• _INSTRUCTIONS FOR THE TASK_
Copy out every line of the material below, character for character.

• _SOURCE MATERIAL_

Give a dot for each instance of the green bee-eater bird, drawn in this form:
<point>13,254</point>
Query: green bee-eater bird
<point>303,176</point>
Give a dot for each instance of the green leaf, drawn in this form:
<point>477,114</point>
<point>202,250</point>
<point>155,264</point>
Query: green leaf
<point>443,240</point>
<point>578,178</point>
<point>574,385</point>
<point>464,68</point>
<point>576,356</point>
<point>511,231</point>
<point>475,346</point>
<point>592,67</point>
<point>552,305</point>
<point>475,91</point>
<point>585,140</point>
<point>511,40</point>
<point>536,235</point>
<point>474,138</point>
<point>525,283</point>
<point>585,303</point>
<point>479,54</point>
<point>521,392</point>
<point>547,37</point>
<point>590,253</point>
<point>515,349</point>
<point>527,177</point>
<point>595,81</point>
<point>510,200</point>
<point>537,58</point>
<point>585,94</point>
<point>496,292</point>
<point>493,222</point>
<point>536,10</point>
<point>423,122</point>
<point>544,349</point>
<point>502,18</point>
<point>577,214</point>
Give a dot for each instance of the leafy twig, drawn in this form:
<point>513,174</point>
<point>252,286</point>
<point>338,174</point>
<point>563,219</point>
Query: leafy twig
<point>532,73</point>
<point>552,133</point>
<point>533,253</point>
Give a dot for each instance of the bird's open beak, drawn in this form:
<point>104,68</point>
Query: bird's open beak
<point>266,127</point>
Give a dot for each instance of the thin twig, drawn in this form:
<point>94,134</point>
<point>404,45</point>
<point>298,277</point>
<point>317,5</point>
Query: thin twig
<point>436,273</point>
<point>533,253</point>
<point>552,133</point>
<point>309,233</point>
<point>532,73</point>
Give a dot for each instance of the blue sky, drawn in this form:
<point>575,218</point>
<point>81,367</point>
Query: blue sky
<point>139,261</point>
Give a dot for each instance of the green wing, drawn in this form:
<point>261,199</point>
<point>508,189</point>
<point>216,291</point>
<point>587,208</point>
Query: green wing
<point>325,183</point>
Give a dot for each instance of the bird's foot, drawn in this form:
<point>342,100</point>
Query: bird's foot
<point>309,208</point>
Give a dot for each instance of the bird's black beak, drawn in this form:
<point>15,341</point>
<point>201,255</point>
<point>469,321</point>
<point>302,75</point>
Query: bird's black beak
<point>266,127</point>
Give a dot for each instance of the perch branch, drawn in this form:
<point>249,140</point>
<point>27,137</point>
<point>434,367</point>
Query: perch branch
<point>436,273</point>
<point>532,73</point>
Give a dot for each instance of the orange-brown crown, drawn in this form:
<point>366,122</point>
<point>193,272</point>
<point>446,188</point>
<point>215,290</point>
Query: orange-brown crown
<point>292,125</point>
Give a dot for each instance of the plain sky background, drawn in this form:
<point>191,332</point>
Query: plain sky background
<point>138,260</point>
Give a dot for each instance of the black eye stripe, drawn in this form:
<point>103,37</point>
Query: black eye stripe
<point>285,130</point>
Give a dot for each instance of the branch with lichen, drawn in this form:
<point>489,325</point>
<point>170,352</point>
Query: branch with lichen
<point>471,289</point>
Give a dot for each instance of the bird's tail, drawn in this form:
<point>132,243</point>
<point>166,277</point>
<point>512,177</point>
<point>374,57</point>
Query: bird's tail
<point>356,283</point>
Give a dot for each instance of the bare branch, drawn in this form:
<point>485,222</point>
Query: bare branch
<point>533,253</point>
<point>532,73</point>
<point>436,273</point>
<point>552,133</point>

• _THE REPLY_
Give a dot for each instance of the green bee-eater bird, drawn in this form:
<point>13,254</point>
Query: green bee-eater bird
<point>303,176</point>
Give a dot for each instance of the green leaf, drawn in this form:
<point>477,114</point>
<point>202,250</point>
<point>155,264</point>
Query: green leaf
<point>443,240</point>
<point>578,178</point>
<point>574,385</point>
<point>464,68</point>
<point>576,356</point>
<point>511,231</point>
<point>475,346</point>
<point>592,67</point>
<point>552,305</point>
<point>475,91</point>
<point>585,140</point>
<point>511,40</point>
<point>536,235</point>
<point>474,138</point>
<point>525,283</point>
<point>585,303</point>
<point>479,54</point>
<point>521,392</point>
<point>547,37</point>
<point>590,253</point>
<point>515,349</point>
<point>527,177</point>
<point>595,81</point>
<point>510,200</point>
<point>537,58</point>
<point>585,94</point>
<point>496,292</point>
<point>493,222</point>
<point>536,10</point>
<point>423,122</point>
<point>544,349</point>
<point>502,18</point>
<point>577,214</point>
Give a dot for each instance of the leafy twig, drawn in this form:
<point>513,174</point>
<point>252,286</point>
<point>338,174</point>
<point>563,219</point>
Query: leafy twig
<point>532,73</point>
<point>552,133</point>
<point>533,253</point>
Give a dot for each instance of the bird's open beak, drawn in this form:
<point>104,68</point>
Query: bird's open beak
<point>266,127</point>
Give a dot for each instance of the thin twig, drawn in this form:
<point>94,134</point>
<point>404,45</point>
<point>298,277</point>
<point>317,5</point>
Query: thin twig
<point>436,273</point>
<point>533,253</point>
<point>552,133</point>
<point>309,233</point>
<point>532,73</point>
Give a dot for each instance of the blue sky, drawn in this form:
<point>575,218</point>
<point>81,367</point>
Query: blue sky
<point>139,261</point>
Give a dot for each instance of the green wing, drawn in this form:
<point>261,199</point>
<point>508,189</point>
<point>216,291</point>
<point>587,208</point>
Query: green wing
<point>325,183</point>
Give a dot for each instance of the bird's foot, drawn in this form:
<point>342,100</point>
Query: bird's foot
<point>309,208</point>
Give a dot for each instance of the bird's black beak, drawn in this form:
<point>15,341</point>
<point>201,255</point>
<point>469,321</point>
<point>302,75</point>
Query: bird's black beak
<point>266,127</point>
Give a dot for each instance of the perch branch, drawn in this form:
<point>249,140</point>
<point>27,137</point>
<point>434,367</point>
Query: perch branch
<point>436,273</point>
<point>532,73</point>
Give a dot for each instance of the orange-brown crown, drawn in this form:
<point>366,122</point>
<point>193,272</point>
<point>446,188</point>
<point>215,290</point>
Query: orange-brown crown
<point>292,125</point>
Give a dot for each instance of the plain sky background, drawn in this form:
<point>191,332</point>
Query: plain sky background
<point>138,260</point>
Give a dot for each instance of the black eye stripe, drawn in this form:
<point>103,37</point>
Query: black eye stripe
<point>285,130</point>
Give a dot for each instance of the branch with lichen, drawn in this form:
<point>489,325</point>
<point>170,352</point>
Query: branch with lichen
<point>471,289</point>
Give a dot for each instance of the bird's tail, drawn in this form:
<point>132,243</point>
<point>166,277</point>
<point>512,177</point>
<point>374,57</point>
Query: bird's tail
<point>356,283</point>
Give a dot for each instance of the bare branch, drawn in this form:
<point>485,222</point>
Query: bare branch
<point>533,253</point>
<point>532,73</point>
<point>436,273</point>
<point>552,133</point>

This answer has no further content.